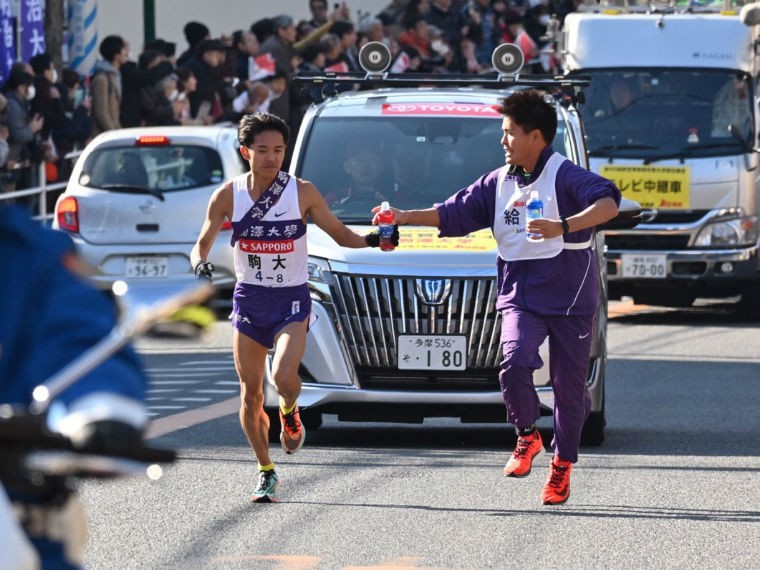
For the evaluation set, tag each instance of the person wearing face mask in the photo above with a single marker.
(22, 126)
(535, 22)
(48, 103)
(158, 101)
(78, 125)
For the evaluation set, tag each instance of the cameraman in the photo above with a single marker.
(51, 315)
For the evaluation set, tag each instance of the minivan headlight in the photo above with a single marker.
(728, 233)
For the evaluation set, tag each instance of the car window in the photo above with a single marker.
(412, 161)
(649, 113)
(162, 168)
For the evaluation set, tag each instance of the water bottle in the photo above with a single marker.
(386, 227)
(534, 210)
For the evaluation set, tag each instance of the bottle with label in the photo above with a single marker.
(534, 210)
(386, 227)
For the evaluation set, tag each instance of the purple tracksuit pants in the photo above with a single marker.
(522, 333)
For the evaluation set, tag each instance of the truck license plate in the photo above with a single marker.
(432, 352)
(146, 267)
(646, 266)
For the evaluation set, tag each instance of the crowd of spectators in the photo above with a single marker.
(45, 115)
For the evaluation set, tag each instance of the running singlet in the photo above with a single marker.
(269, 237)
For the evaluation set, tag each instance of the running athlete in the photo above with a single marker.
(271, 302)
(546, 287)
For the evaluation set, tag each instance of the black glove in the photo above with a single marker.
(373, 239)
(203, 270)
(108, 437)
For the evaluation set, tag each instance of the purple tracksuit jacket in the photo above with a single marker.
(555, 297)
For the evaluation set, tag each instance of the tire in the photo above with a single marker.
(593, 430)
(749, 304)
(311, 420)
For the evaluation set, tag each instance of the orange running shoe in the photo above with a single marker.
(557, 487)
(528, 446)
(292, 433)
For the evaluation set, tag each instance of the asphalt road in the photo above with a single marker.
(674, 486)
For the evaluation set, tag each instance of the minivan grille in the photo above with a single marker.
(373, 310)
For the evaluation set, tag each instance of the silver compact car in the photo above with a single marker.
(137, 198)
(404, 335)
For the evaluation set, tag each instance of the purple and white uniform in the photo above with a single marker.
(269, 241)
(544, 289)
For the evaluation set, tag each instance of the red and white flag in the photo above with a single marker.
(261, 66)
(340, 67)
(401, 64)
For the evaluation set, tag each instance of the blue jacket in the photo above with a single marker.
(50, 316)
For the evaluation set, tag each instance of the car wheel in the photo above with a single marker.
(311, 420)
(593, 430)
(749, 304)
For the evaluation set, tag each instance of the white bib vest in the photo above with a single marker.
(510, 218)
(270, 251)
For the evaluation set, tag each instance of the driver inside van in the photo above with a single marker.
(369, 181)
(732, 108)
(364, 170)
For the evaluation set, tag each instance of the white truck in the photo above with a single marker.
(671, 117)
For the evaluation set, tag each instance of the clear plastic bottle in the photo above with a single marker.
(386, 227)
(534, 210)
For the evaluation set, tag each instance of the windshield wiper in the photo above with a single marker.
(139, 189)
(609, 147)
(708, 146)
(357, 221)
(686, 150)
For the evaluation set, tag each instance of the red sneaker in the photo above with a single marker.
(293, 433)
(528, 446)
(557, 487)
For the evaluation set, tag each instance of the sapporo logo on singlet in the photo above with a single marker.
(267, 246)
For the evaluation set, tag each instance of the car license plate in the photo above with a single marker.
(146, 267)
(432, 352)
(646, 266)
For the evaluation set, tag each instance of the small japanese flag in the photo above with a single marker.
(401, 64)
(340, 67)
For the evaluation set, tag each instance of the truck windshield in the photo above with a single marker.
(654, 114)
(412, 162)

EXERCISE GOAL = Can you reproduce every one of the records above word for word, leaving out the pictures?

OUTPUT OF THE TASK =
For the evaluation set, tag each instance of the person wearing face mask in the photo above with a single marker.
(22, 126)
(535, 22)
(48, 103)
(158, 101)
(78, 125)
For the evaluation set, tag each instance of the cameraman in the photo above with a single marker.
(51, 315)
For the evaluation set, tag each instance of the minivan headlight in the photo above with a single marker.
(728, 233)
For the evaluation set, tag each instance of the car window in the photo above with a single marker.
(412, 161)
(649, 113)
(162, 168)
For the evaluation set, tag each instance of the water bottle in the photo above with a single marker.
(386, 227)
(534, 210)
For the evaluation set, tag each instance of the bottle with label in the photo above with a single marker.
(534, 210)
(386, 227)
For the evaluation set, tag each instance of the purple tracksuit pants in the photo above with a single marker.
(522, 333)
For the evaluation set, tag each instance of the truck license plate in the photo above with a single marker.
(432, 352)
(146, 267)
(646, 266)
For the evaluation set, tag each instance of the crowd of spectators in the photo above with a single marker.
(45, 115)
For the evaluation set, tag each instance of the running singlet in the photo above with a single marker.
(269, 237)
For the evaluation set, tag each instance of the running athlete in the photo above with a single marker.
(271, 302)
(546, 287)
For the evaluation set, tag each instance of the black glove in the photo above with a single marker.
(373, 239)
(203, 270)
(108, 437)
For the evaluation set, tag each instance of the purple tracksuit jacket in the photo above with a single marker.
(555, 297)
For the evaluation set, tag each instance of the tire in the photo above with a single marker.
(593, 430)
(749, 304)
(311, 420)
For the evaluation set, tag each instance of the orange running shoe in the photo above with a single marker.
(557, 487)
(528, 446)
(292, 433)
For the evaluation set, tag each instance of the asphalt road in the photo above with a single marker.
(674, 486)
For the evaluation set, tag each instance of the minivan grille in the photo above with a single marker.
(373, 310)
For the evaluation set, tag each instance of the silver compact car in the photo above with a single marker.
(137, 198)
(404, 335)
For the evaluation set, tag each instance of the purple and white uniform in the photo above with a single marker.
(269, 241)
(544, 289)
For the evaluation set, tag each instance of the red and white flag in the photo above with a single marker.
(261, 66)
(340, 67)
(401, 64)
For the evaluation set, tag each instance of the blue jacket in the photo above with a single marker.
(50, 316)
For the evaluation set, tag each instance of the car wheel in the photo above with a single marker.
(311, 420)
(593, 430)
(749, 304)
For the evaluation set, tag each instance of the white bib vest in the photo above with a single marker.
(510, 218)
(270, 251)
For the evaluation set, tag each instance of the driver inside van in the photo above with a single marker.
(369, 181)
(732, 108)
(364, 170)
For the evaluation set, tag each instance of the white truck in the photo above with a single marker.
(671, 117)
For the evaluation set, tag each instance of the clear plastic bottle in the photo above with a single marker.
(386, 227)
(534, 210)
For the evaluation set, tag each instance of the windshield wiper in the photo above with a single marker.
(139, 189)
(609, 147)
(708, 146)
(357, 221)
(686, 150)
For the evaluation set, tag each instance of the red sneaker in the photo above with a single marker.
(293, 433)
(528, 446)
(557, 487)
For the evaluation set, tag each instance of the sapporo logo on singlet in the photo above with a single marker.
(267, 246)
For the evaluation set, tag each instance of the car license plate in the photo above with a single marker.
(146, 267)
(432, 352)
(646, 266)
For the evaluation set, tag each instance of the small japanese flag in the photo above with a single marker.
(401, 64)
(340, 67)
For the evaluation set, tag each instance of the truck windshield in the photo above with a single marker.
(654, 114)
(412, 162)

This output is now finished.